Written task: Collect every line of the listing below that contains the string "petal".

══ Record set

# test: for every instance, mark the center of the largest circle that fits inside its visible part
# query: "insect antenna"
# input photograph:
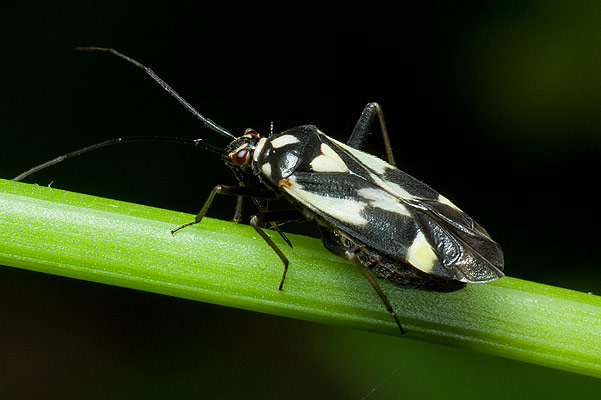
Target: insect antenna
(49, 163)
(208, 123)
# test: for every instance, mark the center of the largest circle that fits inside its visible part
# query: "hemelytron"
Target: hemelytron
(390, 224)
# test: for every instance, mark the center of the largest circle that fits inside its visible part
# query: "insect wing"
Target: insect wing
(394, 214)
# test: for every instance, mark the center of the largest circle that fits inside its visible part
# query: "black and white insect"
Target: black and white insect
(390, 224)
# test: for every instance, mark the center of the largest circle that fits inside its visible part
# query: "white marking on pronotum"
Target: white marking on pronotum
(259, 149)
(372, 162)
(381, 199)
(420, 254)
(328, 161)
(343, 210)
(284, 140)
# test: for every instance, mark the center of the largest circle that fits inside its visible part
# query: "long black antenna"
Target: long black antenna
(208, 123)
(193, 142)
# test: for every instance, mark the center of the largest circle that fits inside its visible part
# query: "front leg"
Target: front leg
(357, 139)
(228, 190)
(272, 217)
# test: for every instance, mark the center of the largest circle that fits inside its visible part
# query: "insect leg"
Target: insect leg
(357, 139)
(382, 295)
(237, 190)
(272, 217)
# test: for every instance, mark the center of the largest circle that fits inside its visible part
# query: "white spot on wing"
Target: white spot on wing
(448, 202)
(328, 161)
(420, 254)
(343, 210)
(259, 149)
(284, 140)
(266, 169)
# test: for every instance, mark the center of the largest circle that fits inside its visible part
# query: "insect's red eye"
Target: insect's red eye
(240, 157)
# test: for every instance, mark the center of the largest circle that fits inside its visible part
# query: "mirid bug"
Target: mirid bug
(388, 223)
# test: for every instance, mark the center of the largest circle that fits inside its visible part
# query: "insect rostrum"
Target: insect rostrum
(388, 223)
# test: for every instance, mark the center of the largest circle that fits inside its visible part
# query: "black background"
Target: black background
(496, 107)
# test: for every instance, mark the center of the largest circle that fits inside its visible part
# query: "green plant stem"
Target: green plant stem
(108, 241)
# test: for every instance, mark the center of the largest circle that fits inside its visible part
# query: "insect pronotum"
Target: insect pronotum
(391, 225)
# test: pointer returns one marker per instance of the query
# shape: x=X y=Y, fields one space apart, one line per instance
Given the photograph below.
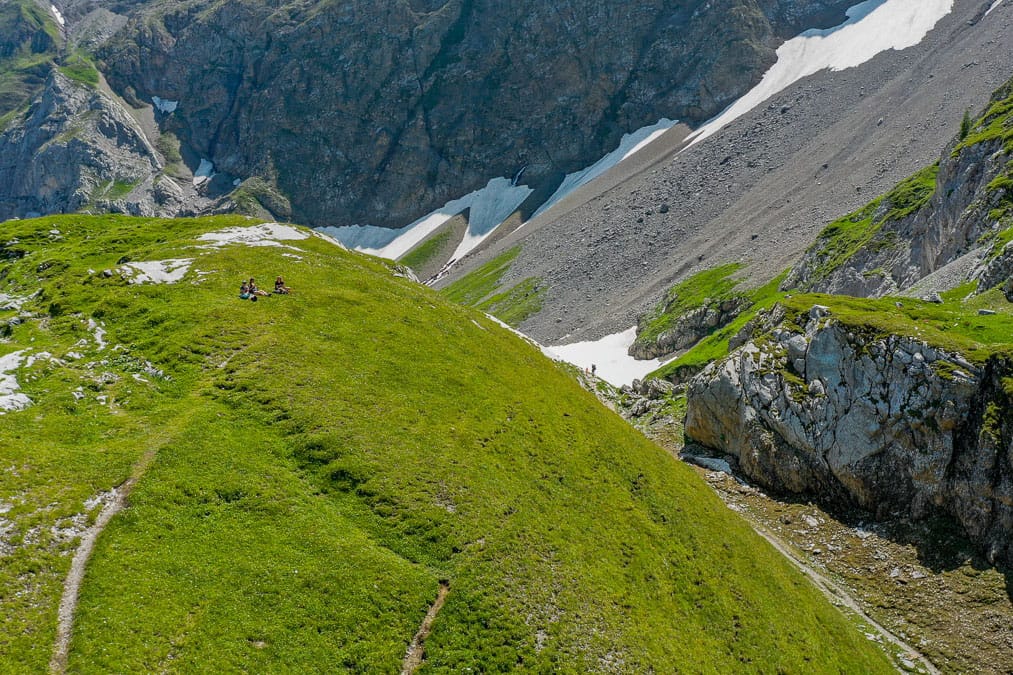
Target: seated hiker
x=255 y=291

════
══ Record set

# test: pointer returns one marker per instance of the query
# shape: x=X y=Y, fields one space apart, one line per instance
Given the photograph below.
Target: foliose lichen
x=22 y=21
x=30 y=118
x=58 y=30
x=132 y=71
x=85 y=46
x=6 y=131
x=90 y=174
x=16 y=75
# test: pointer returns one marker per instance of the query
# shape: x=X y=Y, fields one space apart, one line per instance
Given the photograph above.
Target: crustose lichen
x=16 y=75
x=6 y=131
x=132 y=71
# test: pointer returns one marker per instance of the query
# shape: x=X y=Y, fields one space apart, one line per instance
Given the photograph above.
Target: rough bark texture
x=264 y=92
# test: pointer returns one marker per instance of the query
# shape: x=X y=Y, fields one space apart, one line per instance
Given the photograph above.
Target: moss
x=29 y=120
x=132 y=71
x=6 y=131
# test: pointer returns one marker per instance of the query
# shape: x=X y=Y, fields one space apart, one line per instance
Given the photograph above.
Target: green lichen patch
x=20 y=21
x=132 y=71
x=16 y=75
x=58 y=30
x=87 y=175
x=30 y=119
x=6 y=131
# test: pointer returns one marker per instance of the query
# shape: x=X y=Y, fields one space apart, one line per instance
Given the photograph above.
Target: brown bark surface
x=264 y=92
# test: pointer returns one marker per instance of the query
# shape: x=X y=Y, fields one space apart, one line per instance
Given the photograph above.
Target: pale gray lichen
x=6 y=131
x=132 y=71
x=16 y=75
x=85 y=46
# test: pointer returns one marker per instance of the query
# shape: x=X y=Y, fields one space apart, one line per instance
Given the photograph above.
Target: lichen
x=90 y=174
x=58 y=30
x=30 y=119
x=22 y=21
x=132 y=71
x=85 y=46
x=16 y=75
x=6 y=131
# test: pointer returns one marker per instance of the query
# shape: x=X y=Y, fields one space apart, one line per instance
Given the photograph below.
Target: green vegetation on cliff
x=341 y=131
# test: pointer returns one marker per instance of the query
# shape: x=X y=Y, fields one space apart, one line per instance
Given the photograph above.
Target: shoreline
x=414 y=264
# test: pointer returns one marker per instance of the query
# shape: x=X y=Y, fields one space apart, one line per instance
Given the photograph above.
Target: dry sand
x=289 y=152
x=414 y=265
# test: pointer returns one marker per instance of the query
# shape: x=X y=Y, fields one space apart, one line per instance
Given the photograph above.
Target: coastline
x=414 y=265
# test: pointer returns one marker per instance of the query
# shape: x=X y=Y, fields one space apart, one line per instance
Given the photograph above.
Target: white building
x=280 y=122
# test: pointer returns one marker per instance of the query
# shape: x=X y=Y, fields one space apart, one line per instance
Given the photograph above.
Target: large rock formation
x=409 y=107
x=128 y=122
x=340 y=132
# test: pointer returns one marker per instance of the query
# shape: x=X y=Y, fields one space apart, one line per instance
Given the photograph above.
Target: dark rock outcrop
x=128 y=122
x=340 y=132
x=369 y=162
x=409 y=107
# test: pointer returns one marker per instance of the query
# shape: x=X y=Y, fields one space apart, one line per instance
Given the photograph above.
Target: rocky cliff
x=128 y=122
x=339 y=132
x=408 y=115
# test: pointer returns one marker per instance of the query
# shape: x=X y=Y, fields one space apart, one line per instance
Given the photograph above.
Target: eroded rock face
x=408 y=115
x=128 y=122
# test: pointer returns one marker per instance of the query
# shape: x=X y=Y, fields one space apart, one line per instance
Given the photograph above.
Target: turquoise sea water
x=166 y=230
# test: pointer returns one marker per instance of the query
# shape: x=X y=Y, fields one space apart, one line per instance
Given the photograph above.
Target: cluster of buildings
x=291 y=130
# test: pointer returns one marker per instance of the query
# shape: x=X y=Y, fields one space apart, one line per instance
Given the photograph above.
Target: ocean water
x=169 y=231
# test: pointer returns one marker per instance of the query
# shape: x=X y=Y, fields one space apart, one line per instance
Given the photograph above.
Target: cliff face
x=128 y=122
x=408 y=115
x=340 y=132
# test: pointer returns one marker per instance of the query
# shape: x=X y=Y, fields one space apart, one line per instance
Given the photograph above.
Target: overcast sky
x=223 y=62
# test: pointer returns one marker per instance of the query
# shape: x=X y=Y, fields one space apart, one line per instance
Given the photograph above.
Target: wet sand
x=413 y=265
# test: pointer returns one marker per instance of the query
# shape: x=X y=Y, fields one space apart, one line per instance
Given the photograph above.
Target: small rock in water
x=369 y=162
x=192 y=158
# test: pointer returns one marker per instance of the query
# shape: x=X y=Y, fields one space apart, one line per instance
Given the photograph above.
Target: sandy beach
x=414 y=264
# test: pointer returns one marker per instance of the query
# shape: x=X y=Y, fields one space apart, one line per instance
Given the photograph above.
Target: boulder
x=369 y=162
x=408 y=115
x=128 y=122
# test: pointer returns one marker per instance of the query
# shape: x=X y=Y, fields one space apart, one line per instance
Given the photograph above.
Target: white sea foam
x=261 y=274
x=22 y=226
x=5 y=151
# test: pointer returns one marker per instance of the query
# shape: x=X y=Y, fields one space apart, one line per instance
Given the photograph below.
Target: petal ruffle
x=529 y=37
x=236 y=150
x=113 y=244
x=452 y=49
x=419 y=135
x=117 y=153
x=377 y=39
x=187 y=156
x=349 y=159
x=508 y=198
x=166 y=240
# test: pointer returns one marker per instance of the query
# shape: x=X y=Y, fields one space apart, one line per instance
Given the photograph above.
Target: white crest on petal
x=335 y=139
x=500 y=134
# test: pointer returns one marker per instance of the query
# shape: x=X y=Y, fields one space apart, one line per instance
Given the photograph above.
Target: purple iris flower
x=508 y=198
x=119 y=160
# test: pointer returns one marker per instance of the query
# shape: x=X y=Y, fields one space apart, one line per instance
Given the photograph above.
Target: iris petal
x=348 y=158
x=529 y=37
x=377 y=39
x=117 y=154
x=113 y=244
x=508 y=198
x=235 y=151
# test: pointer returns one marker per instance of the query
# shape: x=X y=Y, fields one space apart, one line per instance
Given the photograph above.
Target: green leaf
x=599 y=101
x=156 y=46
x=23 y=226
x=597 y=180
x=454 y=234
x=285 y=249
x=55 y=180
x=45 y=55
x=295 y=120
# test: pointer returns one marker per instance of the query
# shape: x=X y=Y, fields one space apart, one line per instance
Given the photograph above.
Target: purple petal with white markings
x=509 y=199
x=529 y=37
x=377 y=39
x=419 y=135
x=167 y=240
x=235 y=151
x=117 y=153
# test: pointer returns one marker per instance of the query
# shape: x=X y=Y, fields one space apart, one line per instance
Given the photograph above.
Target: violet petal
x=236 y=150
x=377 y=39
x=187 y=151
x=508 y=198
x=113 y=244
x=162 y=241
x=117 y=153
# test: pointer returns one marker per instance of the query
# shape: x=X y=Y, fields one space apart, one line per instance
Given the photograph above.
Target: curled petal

════
══ Record set

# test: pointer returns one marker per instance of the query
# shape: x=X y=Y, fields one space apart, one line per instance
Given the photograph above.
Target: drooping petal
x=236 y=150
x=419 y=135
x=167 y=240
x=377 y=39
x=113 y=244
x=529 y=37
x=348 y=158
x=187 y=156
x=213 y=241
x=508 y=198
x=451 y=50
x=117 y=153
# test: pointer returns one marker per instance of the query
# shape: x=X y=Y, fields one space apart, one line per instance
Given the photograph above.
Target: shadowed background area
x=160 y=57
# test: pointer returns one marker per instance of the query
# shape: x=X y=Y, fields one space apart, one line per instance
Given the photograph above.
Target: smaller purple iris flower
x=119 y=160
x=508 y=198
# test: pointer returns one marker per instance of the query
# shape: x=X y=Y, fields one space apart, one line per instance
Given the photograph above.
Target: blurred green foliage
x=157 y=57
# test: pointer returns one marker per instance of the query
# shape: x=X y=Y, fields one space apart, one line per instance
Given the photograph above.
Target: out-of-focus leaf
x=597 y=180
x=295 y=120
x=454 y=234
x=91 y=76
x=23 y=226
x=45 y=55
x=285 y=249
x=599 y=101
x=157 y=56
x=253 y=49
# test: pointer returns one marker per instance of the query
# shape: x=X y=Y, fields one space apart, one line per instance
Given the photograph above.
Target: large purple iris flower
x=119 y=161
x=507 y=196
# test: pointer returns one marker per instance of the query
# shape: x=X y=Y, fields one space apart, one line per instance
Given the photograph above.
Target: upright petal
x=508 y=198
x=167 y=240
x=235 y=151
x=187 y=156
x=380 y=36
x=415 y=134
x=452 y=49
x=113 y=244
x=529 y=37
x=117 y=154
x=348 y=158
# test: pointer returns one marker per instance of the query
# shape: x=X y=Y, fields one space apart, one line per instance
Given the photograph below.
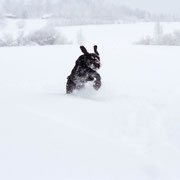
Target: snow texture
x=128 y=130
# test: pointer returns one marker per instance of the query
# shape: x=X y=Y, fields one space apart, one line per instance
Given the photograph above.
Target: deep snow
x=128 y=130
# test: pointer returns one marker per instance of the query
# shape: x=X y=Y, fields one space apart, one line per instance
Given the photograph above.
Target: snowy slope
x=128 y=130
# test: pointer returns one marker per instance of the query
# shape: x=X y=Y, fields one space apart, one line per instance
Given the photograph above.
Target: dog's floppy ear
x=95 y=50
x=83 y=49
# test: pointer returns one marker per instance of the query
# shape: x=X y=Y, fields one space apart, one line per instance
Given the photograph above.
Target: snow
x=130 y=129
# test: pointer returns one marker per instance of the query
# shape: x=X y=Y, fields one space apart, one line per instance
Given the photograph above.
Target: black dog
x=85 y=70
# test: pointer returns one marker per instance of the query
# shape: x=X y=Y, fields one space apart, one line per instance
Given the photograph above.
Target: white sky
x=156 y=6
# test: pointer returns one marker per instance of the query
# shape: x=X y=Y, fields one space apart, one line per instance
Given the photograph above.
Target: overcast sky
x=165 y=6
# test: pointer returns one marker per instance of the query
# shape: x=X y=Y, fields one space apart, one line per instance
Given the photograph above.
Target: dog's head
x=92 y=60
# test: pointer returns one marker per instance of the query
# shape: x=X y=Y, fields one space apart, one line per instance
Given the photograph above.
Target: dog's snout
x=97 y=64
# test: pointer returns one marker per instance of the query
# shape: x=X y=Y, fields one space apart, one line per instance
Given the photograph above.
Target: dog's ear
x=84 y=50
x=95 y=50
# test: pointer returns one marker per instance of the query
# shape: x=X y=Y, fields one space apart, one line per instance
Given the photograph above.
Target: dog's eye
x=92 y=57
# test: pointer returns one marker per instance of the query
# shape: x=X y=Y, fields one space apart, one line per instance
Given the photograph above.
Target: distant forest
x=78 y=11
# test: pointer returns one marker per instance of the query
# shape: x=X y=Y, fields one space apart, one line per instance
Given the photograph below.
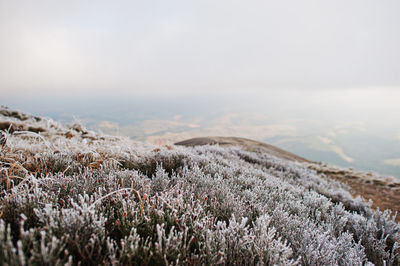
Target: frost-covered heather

════

Response for this exercise:
Target: petal ruffle
Target: white crest on petal
Target: iris petal
Target: purple petal with white markings
Target: violet petal
Target: curled petal
Target: drooping petal
Target: upright petal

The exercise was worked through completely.